Answer these questions from the text "What We Should Want":
1. What does it give as the ultimate goal conservatives should have?
2. Who does it say owns the Democrat Party?
3. What two mandates does it say the Federal Fair Labor Standards Act creates?
***** TEXT *****
What We Should Want
The 2012 election is very important to America, but what we should want in the long run -- what our ultimate goal as conservatives should be -- is to shrink Washington and its power-brokers into a tininess and timidity which makes the federal government a faint whisper, a weak shadow in our lives.
The Fabian Socialists, who own the Democrat Party and have laid claim to much of the Republican Party, offer different incarnations of federal cures and national panaceas. None of these solutions works. Indeed, few of these solutions are intended to work. Each new federal law or program is like a virus, a self-replicating organism as robust as it is destructive.
Consider just one example: the New Deal Federal Fair Labor Standards Act, which creates national minimum wage and overtime mandates. The law serves no real purpose these days except to price young and inexperienced workers out of the job market. As bad as the government regulation of wages and hours is for the poor, it is calamitous when the law is a federal law, binding all parts of the nation to some arbitrary standard invented in the corridors of politicians and bureaucrats.
***** SUPPLIED MATERIAL *****
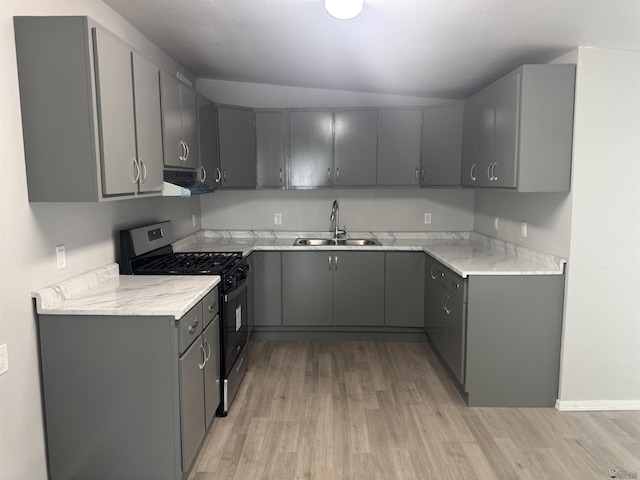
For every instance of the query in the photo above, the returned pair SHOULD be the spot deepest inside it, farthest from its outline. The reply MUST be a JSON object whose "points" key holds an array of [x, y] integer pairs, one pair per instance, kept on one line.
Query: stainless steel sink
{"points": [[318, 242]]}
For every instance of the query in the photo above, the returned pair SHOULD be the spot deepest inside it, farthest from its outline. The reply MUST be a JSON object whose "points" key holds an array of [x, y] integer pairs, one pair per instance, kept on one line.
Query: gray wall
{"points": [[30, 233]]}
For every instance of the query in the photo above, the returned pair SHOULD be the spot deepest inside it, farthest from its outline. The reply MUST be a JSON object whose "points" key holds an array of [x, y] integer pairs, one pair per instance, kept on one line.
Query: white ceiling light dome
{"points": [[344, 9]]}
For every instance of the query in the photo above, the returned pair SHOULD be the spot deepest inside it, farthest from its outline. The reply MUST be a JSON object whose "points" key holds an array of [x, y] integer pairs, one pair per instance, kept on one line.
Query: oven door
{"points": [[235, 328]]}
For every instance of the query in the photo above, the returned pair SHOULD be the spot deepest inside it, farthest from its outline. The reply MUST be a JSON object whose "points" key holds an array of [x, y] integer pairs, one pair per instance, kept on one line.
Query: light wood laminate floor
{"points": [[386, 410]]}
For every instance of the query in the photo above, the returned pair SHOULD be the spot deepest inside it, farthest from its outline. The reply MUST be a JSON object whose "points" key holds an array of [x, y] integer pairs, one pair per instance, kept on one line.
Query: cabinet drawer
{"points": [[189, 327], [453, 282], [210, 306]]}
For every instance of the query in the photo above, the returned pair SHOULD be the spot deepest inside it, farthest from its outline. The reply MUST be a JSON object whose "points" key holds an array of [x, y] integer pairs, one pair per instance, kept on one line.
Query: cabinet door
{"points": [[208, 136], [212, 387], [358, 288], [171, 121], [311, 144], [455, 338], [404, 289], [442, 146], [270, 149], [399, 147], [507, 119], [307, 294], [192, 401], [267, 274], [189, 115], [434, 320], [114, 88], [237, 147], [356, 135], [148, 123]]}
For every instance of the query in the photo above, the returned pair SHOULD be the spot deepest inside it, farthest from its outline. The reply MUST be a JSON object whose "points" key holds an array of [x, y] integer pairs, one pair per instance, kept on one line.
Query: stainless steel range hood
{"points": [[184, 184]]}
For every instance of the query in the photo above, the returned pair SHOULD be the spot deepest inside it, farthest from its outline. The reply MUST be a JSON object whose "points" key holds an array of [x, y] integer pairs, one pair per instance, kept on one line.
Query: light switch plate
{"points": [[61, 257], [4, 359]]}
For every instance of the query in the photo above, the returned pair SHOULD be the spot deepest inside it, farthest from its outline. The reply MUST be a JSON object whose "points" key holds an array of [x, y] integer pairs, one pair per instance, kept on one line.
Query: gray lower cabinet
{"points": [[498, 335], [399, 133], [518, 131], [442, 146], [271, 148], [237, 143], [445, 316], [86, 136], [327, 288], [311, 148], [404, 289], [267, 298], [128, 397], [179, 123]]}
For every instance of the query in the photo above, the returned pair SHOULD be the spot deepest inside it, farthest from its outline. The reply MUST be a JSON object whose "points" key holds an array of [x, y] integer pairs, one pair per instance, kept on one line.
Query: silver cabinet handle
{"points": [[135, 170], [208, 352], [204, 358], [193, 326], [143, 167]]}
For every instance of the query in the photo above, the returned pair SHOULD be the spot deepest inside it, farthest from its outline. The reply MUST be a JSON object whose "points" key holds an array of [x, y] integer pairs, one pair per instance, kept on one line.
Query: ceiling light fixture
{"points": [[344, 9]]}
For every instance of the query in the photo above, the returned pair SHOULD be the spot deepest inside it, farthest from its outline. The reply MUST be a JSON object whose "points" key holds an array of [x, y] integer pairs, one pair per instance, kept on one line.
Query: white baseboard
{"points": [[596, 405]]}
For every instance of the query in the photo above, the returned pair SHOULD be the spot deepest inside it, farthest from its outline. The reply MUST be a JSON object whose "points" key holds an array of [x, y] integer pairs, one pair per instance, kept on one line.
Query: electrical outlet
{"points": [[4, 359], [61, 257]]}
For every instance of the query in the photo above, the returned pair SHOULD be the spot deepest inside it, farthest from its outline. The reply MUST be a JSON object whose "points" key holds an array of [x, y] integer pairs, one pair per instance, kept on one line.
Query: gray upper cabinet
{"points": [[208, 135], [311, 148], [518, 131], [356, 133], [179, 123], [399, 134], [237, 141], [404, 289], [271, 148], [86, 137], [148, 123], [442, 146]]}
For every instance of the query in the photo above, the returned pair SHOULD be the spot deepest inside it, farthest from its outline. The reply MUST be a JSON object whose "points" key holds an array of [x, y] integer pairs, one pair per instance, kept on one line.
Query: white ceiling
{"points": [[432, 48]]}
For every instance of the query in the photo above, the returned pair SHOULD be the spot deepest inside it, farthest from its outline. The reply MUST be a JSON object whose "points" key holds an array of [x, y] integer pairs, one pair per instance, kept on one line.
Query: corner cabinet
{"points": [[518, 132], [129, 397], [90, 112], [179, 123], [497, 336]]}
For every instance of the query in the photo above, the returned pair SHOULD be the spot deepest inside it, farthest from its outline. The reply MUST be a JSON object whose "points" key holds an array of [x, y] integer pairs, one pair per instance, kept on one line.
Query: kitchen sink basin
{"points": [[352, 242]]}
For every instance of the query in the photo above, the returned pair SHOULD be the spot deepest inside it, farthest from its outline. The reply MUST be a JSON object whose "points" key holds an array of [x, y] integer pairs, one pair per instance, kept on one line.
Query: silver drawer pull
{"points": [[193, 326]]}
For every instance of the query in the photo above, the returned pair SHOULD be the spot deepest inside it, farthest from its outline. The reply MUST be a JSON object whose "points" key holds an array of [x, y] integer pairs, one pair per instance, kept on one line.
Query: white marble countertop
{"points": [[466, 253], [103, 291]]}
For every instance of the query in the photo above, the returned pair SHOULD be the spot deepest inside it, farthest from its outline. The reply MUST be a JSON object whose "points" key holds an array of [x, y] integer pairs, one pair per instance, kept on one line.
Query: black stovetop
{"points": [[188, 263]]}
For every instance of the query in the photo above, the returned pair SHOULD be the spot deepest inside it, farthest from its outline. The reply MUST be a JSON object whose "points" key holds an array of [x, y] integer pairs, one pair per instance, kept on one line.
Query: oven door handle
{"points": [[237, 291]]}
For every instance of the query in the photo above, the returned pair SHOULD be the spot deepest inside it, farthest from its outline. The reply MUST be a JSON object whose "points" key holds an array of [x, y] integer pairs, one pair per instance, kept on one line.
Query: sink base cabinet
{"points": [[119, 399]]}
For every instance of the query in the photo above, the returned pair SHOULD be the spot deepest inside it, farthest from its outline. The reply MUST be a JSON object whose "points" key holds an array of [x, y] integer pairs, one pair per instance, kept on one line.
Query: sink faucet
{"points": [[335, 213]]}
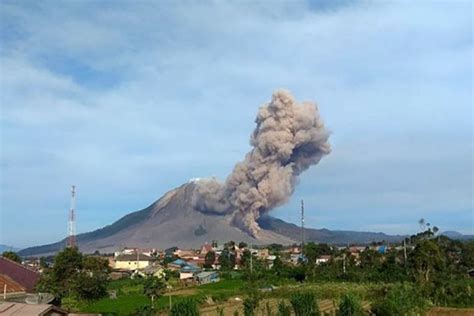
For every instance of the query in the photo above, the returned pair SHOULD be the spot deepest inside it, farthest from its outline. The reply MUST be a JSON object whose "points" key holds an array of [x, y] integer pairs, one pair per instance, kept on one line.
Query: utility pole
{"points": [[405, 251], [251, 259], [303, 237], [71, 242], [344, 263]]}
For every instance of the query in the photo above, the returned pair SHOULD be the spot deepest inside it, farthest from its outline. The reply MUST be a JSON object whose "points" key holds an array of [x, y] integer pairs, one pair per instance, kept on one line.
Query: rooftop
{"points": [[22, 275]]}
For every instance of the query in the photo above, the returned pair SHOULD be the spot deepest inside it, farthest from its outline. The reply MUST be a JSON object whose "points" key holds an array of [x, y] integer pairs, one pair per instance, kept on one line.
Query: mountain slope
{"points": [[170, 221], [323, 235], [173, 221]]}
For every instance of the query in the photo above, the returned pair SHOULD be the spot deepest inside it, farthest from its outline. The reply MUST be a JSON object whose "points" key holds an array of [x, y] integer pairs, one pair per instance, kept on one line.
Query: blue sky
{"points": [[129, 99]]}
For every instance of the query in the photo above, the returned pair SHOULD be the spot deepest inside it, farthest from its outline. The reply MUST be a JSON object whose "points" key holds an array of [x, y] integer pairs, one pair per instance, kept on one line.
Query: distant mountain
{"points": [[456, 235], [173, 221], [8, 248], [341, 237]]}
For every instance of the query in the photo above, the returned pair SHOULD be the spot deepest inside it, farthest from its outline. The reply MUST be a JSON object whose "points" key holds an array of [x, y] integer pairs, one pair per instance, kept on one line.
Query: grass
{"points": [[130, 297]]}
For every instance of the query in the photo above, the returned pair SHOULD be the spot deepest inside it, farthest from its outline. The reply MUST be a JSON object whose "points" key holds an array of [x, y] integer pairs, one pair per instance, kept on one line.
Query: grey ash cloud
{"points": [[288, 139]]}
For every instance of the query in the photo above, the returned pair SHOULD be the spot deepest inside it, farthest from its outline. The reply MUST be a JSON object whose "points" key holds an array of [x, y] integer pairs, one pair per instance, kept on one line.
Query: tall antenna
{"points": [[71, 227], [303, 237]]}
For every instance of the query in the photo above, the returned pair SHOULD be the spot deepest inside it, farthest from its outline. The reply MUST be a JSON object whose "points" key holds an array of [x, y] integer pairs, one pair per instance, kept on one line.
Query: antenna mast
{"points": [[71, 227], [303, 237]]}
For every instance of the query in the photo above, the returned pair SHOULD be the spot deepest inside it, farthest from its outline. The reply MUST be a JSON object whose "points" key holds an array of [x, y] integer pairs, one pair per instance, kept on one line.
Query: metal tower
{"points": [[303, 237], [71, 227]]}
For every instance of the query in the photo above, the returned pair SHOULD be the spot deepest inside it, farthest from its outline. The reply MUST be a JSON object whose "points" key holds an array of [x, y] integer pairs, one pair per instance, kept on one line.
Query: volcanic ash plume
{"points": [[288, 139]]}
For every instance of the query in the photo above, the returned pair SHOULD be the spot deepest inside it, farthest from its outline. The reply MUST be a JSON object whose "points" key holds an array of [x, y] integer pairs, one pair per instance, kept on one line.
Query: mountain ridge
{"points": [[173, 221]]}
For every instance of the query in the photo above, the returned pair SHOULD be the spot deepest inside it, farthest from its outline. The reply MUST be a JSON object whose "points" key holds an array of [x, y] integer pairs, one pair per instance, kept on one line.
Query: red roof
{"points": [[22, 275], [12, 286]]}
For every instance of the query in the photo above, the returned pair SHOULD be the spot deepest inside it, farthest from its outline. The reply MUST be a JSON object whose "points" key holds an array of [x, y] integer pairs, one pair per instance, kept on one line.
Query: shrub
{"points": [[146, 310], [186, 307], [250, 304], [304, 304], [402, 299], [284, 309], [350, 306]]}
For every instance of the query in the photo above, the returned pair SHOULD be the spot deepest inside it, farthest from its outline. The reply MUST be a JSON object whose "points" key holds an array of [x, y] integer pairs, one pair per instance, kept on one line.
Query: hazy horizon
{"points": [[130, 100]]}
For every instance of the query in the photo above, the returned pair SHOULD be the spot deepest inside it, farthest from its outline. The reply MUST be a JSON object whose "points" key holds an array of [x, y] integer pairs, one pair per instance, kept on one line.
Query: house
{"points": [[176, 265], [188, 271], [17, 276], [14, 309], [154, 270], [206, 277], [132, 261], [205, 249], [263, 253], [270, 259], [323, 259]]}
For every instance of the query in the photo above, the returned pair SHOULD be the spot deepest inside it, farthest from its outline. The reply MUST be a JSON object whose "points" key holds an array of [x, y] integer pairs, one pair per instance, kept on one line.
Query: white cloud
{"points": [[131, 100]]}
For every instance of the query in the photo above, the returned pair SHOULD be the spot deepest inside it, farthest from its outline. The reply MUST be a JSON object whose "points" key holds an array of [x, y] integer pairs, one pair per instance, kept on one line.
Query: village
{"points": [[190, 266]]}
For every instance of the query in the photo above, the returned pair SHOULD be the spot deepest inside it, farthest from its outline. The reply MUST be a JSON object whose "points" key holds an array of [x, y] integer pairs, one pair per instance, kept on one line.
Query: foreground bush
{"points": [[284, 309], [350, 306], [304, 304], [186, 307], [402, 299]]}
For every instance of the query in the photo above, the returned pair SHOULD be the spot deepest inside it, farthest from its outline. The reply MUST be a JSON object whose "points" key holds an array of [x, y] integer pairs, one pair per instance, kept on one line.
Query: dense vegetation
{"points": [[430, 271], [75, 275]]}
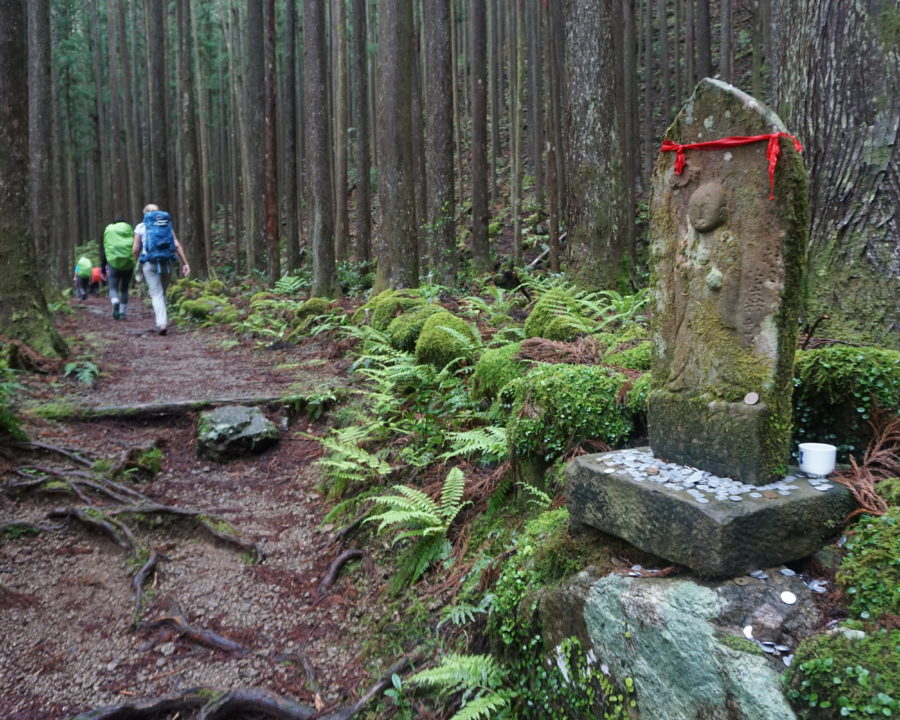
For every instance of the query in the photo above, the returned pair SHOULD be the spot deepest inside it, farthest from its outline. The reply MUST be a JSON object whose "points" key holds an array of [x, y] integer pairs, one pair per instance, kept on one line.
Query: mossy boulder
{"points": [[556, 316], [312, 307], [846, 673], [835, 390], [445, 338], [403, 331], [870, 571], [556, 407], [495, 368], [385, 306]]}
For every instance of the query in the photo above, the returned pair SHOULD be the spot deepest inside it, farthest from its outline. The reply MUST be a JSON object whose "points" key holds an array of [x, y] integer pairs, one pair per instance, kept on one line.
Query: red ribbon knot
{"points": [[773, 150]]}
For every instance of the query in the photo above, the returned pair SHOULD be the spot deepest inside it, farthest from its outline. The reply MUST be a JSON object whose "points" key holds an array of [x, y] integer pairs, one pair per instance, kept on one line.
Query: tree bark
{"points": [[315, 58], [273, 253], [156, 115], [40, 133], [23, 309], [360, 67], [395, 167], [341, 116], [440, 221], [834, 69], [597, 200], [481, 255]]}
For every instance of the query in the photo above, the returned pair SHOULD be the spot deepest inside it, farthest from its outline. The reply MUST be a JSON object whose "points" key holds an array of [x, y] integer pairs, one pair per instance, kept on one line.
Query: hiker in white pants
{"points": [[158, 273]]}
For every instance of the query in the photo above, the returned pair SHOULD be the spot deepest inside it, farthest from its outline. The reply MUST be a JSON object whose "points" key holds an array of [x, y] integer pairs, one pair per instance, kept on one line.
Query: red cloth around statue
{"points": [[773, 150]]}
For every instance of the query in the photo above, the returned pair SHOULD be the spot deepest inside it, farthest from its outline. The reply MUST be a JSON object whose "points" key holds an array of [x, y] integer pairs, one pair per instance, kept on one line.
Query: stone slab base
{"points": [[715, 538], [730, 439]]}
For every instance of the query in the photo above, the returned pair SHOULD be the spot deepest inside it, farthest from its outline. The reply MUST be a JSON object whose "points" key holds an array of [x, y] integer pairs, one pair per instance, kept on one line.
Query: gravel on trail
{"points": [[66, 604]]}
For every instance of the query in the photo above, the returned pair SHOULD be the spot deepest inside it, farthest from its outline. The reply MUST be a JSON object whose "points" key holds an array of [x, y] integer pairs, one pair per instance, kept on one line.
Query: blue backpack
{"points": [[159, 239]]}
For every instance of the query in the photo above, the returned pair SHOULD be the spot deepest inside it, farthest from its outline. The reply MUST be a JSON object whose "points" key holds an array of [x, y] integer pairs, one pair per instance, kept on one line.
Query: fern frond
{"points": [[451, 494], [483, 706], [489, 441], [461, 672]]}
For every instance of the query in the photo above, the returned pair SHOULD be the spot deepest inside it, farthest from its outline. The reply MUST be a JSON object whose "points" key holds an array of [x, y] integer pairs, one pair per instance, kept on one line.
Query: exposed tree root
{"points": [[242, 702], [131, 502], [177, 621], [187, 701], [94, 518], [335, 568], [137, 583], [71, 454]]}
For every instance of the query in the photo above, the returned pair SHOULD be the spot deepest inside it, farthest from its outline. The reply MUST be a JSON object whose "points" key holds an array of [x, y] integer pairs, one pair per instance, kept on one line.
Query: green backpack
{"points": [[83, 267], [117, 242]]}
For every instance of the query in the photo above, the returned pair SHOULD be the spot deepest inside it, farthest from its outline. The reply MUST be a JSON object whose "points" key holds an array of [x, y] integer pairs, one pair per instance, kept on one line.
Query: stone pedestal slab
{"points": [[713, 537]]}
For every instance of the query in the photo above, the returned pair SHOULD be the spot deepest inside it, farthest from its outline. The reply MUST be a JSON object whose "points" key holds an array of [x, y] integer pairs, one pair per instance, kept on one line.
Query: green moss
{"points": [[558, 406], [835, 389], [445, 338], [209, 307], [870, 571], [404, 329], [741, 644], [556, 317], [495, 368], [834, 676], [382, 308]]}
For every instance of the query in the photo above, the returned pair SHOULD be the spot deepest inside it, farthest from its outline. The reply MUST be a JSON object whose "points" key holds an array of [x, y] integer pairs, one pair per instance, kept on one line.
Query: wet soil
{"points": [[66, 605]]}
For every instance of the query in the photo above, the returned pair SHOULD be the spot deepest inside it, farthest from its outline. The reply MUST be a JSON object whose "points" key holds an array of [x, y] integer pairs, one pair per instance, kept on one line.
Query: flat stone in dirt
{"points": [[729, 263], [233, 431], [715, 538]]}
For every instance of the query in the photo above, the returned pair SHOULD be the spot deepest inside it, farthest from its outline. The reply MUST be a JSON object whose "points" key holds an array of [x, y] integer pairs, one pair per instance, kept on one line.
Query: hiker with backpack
*****
* _RESPONSE BELOW_:
1. To shrink Washington and its power-brokers into a tininess and timidity that makes the federal government a faint whisper, a weak shadow in our lives.
2. The Fabian Socialists.
3. National minimum wage and overtime mandates.